[Rd] Concerns with SVD -- and the Matrix Exponential

[Martin Maechler]

>>>>> J C Nash 
>>>>>     on Sun, 16 Jul 2023 13:30:57 -0400 writes:

    > Better check your definitions of SVD -- there are several
    > forms, but all I am aware of (and I wrote a couple of the
    > codes in the early 1970s for the SVD) have positive
    > singular values.

    > JN

Indeed.

More generally, the decomposition     A = U D V'
(with diagonal D and orthogonal U,V)
is not at all unique.

There are not only many possible different choices of the sign
of the diagonal entries, but also the *ordering* of the singular values
is non unique.
That's why R and 'Lapack', the world-standard for
  computer/numerical linear algebra, and others I think,
make the decomposition unique by requiring
non-negative entries in D and have them *sorted* decreasingly.

The latter is what the help page   help(svd)  always said
(and you should have studied that before raising such concerns).

-----------------------------------------------------------------

To your second point (in the document), the matrix exponential:
It is less known, but still has been known among experts for
many years (and I think even among students of a class on
numerical linear algebra), that there are quite a
few mathematically equivalent ways to compute the matrix exponential,
*BUT* that most of these may be numerically disastrous, for several
different reasons depending on the case.

This has been known for close to 50 years now:

 Cleve Moler and Charles Van Loan  (1978)
 Nineteen Dubious Ways to Compute the Exponential of a Matrix
 SIAM Review Vol. 20(4)
 https://doi.org/10.1137/1020098

Where as that publication had been important and much cited at
the time, the same authors (known world experts in the field)

STATED GOAL A – State whether each statement agrees with the mailing-list post on SVD and the matrix exponential, answering yes or no and quoting the deciding words of the post exactly: (i) R and Lapack make the decomposition unique by requiring non-negative entries in D sorted in decreasing order; (ii) the decomposition A = U D V' is unique; (iii) the cited paper by Moler and Van Loan appeared in SIAM Review.
The entries that follow have no connection to the mailing-list post on SVD and the matrix exponential.

DATA TO USE –
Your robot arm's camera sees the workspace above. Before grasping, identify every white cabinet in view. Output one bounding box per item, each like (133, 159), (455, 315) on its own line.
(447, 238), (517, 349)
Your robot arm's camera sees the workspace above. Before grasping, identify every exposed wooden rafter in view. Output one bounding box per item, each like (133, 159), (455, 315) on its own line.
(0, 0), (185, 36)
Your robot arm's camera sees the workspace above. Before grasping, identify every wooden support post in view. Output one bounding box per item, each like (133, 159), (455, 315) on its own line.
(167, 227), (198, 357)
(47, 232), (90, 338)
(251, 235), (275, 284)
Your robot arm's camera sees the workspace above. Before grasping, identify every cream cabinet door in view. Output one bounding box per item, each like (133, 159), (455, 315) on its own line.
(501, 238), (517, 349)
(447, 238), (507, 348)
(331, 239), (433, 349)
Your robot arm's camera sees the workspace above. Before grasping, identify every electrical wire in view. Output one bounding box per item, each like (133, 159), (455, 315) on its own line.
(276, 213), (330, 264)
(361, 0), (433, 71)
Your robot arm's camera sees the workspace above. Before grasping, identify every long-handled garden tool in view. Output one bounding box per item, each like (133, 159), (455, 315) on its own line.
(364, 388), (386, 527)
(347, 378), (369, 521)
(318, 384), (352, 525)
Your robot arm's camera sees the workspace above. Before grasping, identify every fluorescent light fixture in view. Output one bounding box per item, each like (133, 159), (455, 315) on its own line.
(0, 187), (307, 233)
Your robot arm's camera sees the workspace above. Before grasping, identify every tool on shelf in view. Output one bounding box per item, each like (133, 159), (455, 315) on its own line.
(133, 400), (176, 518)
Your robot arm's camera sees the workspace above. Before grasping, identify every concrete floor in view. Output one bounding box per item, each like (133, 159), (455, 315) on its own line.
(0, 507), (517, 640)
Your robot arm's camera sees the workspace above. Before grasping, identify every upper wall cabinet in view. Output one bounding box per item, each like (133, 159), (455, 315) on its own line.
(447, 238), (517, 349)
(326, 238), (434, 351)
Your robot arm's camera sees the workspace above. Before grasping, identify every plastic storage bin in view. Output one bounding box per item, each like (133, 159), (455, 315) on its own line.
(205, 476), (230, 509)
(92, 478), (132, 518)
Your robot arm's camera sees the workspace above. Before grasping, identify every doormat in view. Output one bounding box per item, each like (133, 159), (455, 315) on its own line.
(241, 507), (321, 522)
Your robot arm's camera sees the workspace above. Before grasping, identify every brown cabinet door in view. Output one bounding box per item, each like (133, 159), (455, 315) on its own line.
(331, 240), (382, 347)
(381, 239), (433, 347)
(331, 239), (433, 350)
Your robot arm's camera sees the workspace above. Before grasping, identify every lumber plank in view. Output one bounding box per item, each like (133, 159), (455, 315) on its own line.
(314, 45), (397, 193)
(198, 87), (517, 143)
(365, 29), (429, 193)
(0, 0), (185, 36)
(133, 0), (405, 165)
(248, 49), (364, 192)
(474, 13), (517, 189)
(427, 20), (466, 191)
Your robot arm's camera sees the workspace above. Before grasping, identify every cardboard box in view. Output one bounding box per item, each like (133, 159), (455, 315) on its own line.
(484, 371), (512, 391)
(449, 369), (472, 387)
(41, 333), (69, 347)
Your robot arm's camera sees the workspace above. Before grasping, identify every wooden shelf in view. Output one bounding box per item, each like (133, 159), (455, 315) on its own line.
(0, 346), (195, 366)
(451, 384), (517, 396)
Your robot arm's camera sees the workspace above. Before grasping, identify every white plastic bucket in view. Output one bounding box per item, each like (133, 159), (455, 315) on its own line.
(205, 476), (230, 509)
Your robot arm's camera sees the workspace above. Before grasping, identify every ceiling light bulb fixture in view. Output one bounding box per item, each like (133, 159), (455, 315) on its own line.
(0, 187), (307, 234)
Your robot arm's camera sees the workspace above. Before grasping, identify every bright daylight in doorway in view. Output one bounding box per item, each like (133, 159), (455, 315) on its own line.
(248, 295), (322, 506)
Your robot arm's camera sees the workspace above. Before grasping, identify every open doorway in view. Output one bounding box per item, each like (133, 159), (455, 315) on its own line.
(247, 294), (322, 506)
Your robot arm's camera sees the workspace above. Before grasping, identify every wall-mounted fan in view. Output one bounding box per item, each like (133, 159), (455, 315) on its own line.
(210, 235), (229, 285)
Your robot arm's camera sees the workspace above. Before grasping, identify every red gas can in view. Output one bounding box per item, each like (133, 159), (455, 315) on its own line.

STATED GOAL B – From the entries, write out the part that opens with the line containing "identify every bright" and closes with the line containing "(248, 295), (322, 506)", including both of those lines.

WORKED ANSWER A –
(i) Yes: "non-negative entries in D and have them *sorted* decreasingly"
(ii) No: "is not at all unique"
(iii) Yes: "SIAM Review Vol. 20(4)"

WORKED ANSWER B –
Your robot arm's camera sees the workspace above. Before grasping, identify every bright daylight in doorway in view. Output one bounding box per item, each like (133, 159), (455, 315) on its own line.
(248, 295), (322, 506)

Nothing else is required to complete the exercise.